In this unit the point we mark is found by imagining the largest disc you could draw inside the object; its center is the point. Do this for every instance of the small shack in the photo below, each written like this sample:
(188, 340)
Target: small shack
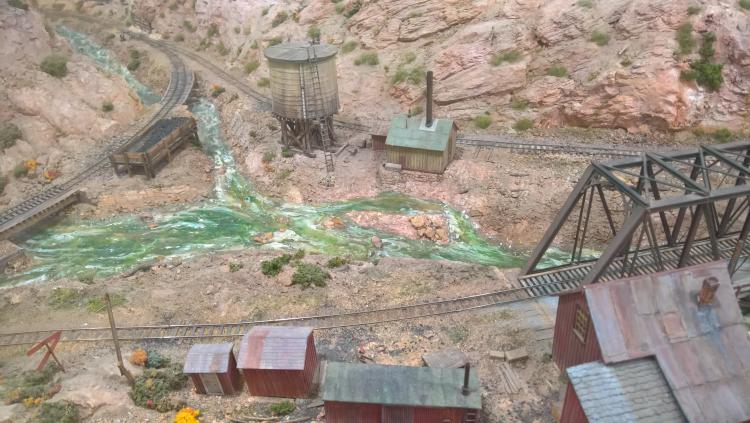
(278, 361)
(368, 393)
(664, 347)
(421, 144)
(156, 145)
(213, 369)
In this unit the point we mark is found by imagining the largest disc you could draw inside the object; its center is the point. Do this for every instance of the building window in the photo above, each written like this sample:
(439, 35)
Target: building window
(581, 324)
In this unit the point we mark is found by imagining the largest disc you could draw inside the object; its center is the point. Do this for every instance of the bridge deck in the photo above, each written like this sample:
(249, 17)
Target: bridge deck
(566, 278)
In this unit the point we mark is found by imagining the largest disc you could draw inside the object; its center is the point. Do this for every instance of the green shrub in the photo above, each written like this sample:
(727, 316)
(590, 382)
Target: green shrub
(349, 46)
(9, 134)
(558, 71)
(416, 110)
(336, 262)
(189, 26)
(55, 65)
(313, 32)
(274, 41)
(282, 408)
(20, 170)
(268, 157)
(18, 4)
(369, 58)
(251, 67)
(353, 9)
(482, 121)
(523, 125)
(98, 305)
(518, 103)
(510, 56)
(58, 412)
(309, 275)
(153, 388)
(722, 135)
(279, 19)
(274, 266)
(599, 38)
(213, 30)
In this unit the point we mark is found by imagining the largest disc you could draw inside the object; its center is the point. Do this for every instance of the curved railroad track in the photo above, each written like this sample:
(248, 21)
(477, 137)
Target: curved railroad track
(489, 141)
(180, 84)
(319, 322)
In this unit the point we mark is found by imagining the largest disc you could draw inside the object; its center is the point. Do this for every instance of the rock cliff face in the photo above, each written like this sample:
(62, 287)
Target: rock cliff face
(629, 78)
(60, 119)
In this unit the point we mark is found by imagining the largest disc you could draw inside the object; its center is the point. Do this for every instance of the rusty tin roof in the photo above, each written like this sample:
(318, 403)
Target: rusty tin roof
(208, 358)
(703, 351)
(274, 348)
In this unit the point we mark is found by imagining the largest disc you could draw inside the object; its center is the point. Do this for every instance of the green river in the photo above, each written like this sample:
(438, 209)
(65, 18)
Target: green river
(235, 213)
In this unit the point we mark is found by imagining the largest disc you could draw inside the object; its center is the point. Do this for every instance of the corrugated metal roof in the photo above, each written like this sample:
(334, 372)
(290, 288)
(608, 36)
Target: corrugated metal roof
(703, 351)
(274, 348)
(300, 52)
(208, 358)
(406, 132)
(633, 391)
(400, 385)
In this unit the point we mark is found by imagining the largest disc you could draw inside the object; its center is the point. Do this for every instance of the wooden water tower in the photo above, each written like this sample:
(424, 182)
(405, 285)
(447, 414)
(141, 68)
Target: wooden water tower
(305, 95)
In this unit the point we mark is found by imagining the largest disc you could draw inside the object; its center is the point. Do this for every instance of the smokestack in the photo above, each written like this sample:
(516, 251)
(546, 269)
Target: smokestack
(708, 291)
(467, 372)
(428, 97)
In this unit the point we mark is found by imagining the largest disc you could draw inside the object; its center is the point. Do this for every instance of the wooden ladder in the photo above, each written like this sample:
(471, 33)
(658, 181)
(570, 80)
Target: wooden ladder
(325, 135)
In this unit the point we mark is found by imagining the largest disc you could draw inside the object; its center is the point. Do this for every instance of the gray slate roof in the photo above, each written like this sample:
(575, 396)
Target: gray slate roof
(300, 52)
(632, 391)
(400, 386)
(208, 358)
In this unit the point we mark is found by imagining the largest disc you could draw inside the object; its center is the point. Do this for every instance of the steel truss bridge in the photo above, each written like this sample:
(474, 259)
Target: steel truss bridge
(654, 213)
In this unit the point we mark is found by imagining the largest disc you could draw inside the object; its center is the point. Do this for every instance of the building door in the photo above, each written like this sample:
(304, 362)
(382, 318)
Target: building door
———
▶ [EXERCISE TASK]: Could you write out all the entries above again, switching "Target" to "Item" wherever it appears, keeping everything else unchanged and leaving out the pictures?

▶ [OUTPUT BELOW]:
In this unit the point we mark is found by imagining the largest disc you could draw inside the object; its center is the point. Do this for every instance of the small shack in the photo below, each written like this sample:
(188, 340)
Item: small shack
(278, 361)
(368, 393)
(664, 347)
(421, 144)
(156, 145)
(213, 369)
In this unit the point we mark is found by imagining the largest disc you could draw inside the object; its center is the point. Do this for every instance of the building window in the photo above, each written like this sample:
(439, 35)
Item: building window
(581, 324)
In this unit the point we mark is found by imagining the largest disc you could draw inside the object; its center is the point. Do this for every instance of the bridge deck in the photo above, each written like this sample:
(249, 17)
Item: bridge deck
(566, 278)
In this unit the point we mark is found by imagining the largest disc you could draw inside the object; its center is the point. Do this for every instance of the green shrub in the photo above, each written like this sample:
(727, 316)
(590, 382)
Item: green shrub
(349, 46)
(9, 134)
(558, 71)
(416, 110)
(336, 262)
(189, 26)
(55, 65)
(313, 32)
(274, 41)
(282, 408)
(20, 170)
(268, 157)
(18, 4)
(369, 58)
(251, 67)
(353, 9)
(482, 121)
(523, 125)
(98, 305)
(518, 103)
(510, 56)
(58, 412)
(309, 275)
(153, 388)
(722, 135)
(279, 19)
(274, 266)
(599, 38)
(213, 30)
In this unit the point we mark is found by imagining the largest disc you could draw inside the object; its center is the point. Do this for every instance of the curved railroad track in the photo above, each written like this sample:
(248, 21)
(477, 137)
Item: curved railroad track
(489, 141)
(180, 84)
(319, 322)
In this unit the point we mark is found by imagining the largest disc you could draw inside the object; its center is the point. Do this for every instance of the rock cliff face in the photo above, each written like this sample:
(62, 287)
Item: rock cliff face
(629, 78)
(60, 119)
In this unit the point we mark is found by imagining the largest disc you could draw inside the object; its center is the point. Do this for every instance of the rusty tin roof in the photo above, each written like this sample:
(318, 403)
Item: rusty tin roof
(208, 358)
(703, 351)
(274, 348)
In this unit the point we mark is found by imagining the largest disc you could draw inside the object; its center is the point. Do this for every instance of the green river in the photo above, each written like this sample:
(438, 209)
(65, 18)
Item: green river
(235, 213)
In this unit the point we mark is found by imagining the largest disc you could draw inside the object; its center is the point. Do this for every instance of the corrugated metal roof in the photo above, each written like this sample:
(334, 372)
(290, 288)
(608, 36)
Item: corrugated metal roof
(703, 351)
(274, 348)
(300, 52)
(208, 358)
(406, 132)
(633, 391)
(400, 385)
In this unit the point we mark is found by imagining the largest disc you could draw inside the object; its center is the point. Do this for every instance of the wooden water tower in the photo above, each written like this sample:
(424, 182)
(405, 285)
(447, 414)
(141, 68)
Item: wooden water tower
(305, 95)
In this unit the point we mark is found by imagining the largest disc you could draw inside the object; its center is the point. Do this for every instance of the smokestack in the photo above, each written like this sample:
(516, 251)
(546, 269)
Item: smokestack
(708, 291)
(467, 372)
(428, 97)
In this unit the point we mark is found by imagining the largest disc you could draw inside the object; its center is the point. Do this for every instance of the wooden ladder in the photo above, each written like this sample:
(471, 33)
(658, 181)
(570, 80)
Item: wooden ladder
(325, 135)
In this unit the point we mark is found by imagining the largest disc you could draw inside the object; its center is the point. Do this for every instance of the gray slate roof in the photo above, each written like this sample:
(575, 396)
Item: gray slate roof
(300, 52)
(632, 391)
(400, 386)
(208, 358)
In this unit the point we mark is found by imagining the largest disc you could draw inside the object; its center is the point. Do this for every instance of the steel truss bridge in the photo above, each written like this sample:
(474, 259)
Item: steel truss bridge
(654, 213)
In this unit the point we mark is found by imagining the largest disc you could draw inside the object; its center is the point. Do this for every instance of the building door in the photo above, each written like this sample:
(304, 362)
(382, 318)
Item: building door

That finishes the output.